**What you have to do**
How many lines in the rows contain the string "negative"? Reply with the number alone.

(Recorded data)

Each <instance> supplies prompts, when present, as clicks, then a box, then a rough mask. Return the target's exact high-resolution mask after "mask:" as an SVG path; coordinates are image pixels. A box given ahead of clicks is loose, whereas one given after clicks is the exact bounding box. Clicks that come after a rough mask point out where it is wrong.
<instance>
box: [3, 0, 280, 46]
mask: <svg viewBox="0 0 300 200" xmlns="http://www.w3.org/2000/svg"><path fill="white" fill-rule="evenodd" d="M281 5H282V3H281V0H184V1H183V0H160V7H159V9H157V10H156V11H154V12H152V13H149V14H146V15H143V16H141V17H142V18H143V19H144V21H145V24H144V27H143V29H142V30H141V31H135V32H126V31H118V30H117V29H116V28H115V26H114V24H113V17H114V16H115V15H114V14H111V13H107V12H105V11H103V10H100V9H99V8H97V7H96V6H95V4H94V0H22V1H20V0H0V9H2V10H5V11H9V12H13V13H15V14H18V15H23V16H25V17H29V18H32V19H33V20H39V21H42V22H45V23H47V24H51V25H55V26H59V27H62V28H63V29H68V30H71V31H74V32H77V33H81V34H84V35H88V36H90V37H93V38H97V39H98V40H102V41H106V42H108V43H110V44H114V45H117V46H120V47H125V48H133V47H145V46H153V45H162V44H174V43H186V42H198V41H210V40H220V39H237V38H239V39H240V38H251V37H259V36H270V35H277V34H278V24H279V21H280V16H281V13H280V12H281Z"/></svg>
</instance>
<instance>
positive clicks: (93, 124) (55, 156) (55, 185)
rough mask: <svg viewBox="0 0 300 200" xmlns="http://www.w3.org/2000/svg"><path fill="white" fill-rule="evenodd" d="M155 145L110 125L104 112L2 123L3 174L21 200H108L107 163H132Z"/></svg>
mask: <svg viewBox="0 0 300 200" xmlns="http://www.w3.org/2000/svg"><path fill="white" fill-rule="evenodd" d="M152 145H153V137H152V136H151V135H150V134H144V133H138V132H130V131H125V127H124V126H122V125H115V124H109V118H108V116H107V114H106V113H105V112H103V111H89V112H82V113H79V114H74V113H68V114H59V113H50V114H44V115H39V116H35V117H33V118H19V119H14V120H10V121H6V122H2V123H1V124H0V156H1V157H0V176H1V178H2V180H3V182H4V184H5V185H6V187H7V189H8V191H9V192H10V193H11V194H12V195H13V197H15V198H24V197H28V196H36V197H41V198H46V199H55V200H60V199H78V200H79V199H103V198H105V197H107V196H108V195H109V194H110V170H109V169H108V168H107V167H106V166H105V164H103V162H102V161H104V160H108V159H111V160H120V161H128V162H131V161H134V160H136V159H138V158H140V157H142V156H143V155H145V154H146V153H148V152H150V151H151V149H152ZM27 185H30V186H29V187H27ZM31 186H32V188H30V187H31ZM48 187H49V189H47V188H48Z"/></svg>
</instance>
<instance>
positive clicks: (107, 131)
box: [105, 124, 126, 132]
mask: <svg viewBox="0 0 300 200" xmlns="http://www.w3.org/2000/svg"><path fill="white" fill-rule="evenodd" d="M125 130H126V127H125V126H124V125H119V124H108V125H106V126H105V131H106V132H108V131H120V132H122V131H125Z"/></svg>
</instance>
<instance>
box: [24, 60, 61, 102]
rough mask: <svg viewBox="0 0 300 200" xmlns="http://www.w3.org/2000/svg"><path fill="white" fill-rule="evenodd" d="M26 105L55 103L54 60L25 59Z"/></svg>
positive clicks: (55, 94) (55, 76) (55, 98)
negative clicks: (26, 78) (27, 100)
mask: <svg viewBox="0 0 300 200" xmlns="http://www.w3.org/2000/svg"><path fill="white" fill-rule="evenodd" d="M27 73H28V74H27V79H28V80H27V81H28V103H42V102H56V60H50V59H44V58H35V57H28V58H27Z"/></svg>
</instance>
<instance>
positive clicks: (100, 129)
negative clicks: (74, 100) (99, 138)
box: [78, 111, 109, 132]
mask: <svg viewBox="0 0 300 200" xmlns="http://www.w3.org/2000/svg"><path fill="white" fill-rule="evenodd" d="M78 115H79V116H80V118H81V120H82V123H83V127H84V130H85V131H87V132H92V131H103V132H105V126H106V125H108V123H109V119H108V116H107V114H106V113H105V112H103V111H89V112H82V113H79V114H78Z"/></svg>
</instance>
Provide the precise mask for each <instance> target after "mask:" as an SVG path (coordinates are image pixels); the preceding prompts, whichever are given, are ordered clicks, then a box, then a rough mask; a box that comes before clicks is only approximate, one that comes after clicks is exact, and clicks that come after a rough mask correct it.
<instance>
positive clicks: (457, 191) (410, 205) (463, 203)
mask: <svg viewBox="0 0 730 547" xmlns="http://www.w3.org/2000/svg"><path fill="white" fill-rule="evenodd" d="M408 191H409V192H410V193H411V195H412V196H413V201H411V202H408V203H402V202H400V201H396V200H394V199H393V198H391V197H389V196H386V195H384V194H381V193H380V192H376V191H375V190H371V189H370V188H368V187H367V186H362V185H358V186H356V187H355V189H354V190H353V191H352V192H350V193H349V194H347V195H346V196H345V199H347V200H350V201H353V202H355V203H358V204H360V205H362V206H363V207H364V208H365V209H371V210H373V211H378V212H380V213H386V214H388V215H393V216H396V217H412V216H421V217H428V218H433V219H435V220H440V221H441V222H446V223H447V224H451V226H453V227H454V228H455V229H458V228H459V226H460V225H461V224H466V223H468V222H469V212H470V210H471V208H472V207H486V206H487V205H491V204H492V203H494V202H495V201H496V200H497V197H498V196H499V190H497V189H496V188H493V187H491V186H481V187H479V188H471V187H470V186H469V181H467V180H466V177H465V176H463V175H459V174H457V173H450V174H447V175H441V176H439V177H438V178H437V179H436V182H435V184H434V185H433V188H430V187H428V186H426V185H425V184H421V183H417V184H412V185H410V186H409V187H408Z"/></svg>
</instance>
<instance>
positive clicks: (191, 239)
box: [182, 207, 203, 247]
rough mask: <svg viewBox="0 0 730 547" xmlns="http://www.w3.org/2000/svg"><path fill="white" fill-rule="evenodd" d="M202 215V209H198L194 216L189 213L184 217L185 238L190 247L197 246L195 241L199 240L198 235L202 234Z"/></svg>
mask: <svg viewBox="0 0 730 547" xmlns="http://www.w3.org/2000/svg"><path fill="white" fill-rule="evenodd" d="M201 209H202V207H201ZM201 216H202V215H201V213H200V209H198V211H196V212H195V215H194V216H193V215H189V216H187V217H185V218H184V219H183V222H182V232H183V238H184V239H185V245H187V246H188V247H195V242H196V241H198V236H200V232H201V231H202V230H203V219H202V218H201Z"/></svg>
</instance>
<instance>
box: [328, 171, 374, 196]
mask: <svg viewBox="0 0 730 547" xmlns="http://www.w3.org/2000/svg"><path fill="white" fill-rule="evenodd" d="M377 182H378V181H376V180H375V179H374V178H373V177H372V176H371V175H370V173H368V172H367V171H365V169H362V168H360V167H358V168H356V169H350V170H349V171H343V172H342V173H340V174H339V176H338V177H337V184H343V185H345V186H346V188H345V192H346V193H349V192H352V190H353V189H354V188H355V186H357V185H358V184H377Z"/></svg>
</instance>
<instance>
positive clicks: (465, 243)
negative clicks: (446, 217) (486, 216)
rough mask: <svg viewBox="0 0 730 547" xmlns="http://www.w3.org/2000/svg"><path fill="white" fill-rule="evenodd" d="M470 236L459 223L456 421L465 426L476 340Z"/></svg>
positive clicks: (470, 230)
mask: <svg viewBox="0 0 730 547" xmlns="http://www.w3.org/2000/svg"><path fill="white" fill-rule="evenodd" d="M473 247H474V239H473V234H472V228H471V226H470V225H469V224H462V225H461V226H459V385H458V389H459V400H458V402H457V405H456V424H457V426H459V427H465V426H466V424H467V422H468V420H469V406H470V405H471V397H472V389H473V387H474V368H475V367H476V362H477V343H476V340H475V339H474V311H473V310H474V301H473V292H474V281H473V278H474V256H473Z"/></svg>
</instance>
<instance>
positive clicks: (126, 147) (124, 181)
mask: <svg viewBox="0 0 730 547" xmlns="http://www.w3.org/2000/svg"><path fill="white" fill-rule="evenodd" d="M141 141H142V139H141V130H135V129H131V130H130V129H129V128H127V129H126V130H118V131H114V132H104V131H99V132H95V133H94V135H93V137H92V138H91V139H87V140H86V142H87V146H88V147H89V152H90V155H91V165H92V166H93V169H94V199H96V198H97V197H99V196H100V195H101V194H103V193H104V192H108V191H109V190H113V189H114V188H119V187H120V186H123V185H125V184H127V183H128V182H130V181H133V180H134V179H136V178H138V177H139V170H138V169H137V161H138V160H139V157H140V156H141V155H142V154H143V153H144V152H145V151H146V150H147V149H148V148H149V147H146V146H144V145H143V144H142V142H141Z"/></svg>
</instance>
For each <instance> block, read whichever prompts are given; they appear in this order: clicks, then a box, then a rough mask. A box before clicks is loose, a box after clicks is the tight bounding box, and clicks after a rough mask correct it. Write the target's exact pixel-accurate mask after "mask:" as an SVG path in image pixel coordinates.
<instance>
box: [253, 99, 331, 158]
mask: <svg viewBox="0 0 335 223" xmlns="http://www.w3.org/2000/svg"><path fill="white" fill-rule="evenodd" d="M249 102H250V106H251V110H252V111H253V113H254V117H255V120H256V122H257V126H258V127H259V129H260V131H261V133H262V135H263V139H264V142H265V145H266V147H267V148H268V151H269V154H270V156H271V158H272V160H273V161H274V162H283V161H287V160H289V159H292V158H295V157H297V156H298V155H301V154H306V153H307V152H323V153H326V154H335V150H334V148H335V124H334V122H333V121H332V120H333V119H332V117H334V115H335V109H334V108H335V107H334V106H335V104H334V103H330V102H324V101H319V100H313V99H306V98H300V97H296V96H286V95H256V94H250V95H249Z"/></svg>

**Solution to the exercise**
3